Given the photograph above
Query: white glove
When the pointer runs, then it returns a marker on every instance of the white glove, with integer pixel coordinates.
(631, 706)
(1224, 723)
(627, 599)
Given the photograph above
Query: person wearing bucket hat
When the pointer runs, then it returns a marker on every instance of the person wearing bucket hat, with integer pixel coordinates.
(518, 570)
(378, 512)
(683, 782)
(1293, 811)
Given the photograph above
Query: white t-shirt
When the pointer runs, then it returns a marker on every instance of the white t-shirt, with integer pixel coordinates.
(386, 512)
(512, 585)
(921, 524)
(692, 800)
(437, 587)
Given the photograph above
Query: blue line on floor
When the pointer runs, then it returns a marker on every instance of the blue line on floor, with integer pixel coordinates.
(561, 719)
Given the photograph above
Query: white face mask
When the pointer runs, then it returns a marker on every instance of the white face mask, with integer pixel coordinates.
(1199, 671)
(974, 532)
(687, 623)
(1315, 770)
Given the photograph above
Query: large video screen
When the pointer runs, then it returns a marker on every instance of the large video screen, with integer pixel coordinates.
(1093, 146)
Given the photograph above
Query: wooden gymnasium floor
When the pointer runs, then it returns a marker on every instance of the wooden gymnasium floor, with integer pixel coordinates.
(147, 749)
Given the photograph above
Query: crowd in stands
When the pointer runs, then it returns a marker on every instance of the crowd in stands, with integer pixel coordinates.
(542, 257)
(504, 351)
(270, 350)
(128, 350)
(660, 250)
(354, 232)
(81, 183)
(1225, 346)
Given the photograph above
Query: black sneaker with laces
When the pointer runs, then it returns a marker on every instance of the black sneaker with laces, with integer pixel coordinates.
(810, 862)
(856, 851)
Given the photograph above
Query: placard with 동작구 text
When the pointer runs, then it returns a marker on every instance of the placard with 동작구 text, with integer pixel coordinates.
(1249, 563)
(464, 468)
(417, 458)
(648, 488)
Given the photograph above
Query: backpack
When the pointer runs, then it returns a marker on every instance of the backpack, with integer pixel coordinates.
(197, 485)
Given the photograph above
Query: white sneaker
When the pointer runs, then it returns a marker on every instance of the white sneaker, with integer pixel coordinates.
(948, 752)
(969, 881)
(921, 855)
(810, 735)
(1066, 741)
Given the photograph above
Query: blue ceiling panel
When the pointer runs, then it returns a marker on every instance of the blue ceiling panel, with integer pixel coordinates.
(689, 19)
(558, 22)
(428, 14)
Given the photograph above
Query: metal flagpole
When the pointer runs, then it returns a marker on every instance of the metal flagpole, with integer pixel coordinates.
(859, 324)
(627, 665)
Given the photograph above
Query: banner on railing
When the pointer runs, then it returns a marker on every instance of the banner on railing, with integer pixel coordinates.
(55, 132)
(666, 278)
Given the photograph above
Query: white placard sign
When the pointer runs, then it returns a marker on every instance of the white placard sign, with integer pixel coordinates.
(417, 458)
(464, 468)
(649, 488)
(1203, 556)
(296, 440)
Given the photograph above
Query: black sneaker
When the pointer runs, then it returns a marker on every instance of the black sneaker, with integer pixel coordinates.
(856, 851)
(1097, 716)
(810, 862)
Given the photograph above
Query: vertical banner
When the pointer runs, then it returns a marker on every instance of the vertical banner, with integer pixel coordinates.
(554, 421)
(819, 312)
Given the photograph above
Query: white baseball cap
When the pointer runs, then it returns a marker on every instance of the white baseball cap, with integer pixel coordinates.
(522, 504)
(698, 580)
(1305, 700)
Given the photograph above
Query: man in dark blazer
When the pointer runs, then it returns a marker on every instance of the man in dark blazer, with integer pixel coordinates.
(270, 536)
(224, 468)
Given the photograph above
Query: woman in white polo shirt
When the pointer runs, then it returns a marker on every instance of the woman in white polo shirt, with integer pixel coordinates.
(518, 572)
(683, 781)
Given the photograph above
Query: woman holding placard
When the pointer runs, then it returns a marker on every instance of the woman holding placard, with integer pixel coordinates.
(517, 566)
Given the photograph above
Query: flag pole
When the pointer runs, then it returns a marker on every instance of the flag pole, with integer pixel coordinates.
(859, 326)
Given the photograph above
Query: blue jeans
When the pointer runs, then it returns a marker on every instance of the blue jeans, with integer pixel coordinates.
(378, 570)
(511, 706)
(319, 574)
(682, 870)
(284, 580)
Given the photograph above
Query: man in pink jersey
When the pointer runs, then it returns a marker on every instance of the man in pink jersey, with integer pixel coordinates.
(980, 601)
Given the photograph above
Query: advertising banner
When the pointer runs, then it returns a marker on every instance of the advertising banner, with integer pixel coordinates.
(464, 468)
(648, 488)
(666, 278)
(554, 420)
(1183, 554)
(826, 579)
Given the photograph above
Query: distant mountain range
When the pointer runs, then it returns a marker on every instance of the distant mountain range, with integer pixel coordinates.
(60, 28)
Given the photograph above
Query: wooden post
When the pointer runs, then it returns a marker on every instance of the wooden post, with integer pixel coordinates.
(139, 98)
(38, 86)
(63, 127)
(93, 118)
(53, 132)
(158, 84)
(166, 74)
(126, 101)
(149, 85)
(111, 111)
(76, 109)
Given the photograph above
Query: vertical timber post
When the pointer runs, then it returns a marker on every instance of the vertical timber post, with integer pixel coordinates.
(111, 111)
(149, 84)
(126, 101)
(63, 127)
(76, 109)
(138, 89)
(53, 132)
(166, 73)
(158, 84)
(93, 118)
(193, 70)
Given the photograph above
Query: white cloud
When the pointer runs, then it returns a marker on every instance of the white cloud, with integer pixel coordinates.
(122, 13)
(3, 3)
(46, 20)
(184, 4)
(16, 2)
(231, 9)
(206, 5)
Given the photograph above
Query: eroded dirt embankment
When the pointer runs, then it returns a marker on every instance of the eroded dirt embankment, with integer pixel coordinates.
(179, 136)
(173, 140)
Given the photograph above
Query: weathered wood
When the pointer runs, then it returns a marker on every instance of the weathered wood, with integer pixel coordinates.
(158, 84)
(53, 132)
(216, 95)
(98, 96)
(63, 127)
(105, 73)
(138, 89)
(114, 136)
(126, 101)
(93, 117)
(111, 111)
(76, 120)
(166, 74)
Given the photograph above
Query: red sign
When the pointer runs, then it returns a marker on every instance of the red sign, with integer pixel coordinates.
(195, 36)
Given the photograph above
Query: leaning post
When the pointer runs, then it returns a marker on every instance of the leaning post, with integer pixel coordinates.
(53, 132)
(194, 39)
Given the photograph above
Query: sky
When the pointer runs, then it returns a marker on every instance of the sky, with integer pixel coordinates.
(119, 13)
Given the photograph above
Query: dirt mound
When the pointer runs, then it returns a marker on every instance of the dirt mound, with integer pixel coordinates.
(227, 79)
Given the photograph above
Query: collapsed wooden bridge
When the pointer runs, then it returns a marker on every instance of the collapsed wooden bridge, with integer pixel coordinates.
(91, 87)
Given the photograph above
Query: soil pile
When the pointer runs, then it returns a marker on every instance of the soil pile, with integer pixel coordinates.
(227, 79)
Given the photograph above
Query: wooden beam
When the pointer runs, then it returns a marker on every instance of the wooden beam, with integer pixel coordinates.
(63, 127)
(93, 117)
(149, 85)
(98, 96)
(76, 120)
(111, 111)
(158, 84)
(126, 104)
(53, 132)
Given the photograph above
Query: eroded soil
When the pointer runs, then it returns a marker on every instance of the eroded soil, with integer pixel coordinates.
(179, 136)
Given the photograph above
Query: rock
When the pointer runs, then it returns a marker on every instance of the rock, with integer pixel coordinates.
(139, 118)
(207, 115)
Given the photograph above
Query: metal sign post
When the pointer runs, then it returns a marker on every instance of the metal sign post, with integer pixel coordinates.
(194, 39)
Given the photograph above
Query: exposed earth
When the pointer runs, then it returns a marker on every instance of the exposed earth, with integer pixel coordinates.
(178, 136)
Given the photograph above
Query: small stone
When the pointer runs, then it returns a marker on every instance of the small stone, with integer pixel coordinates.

━━━━━━━━

Everything from the first line of the data through the line containing "Query: black sneaker with laces" should be echoed exactly. Add nothing.

Answer section:
Given the photograph above
Query: white glove
When the pointer runs, then it returns a marker on every instance of the white glove, with integer pixel coordinates.
(631, 706)
(1224, 723)
(627, 599)
Given the photograph above
Query: person wearing bucket hat
When the pointer runs, then it returns a marker on every instance of the person wearing bucket hat, with integer pixel coordinates.
(518, 570)
(378, 512)
(683, 782)
(1293, 811)
Given the photograph above
Query: white t-shirt
When the pointer runs, then it returns a marker on every instance of the white t-shirt, with integer pixel coordinates.
(386, 512)
(512, 585)
(921, 524)
(692, 800)
(437, 587)
Given the photograph above
Query: blue line on floor
When the pointer runs, then it returns a marker on every instance of the blue line on floor, with integer pixel coordinates.
(561, 719)
Given the photograph above
Query: white face mask
When the pointer runs, then it returns a marker on every instance of the white face mask, with integer pixel coordinates.
(1199, 671)
(974, 532)
(687, 623)
(1315, 770)
Given the photograph above
Query: large video screen
When the pointer runs, then it returns a marker on every instance of the large video screen, with integer pixel coordinates.
(1093, 146)
Given the photograph above
Query: wooden gymnasium floor
When the pointer runs, then it returns a marker on every instance of the wooden gymnasium floor, with integer pixel coordinates.
(147, 749)
Given the photograph above
Query: crowd in stands
When the pointer runs, then it returns a marker on every instance of the crowd in stands, with integer pixel coordinates.
(542, 257)
(504, 351)
(270, 350)
(128, 350)
(660, 250)
(354, 232)
(81, 183)
(1225, 346)
Given the photograph above
Query: black sneaker with laces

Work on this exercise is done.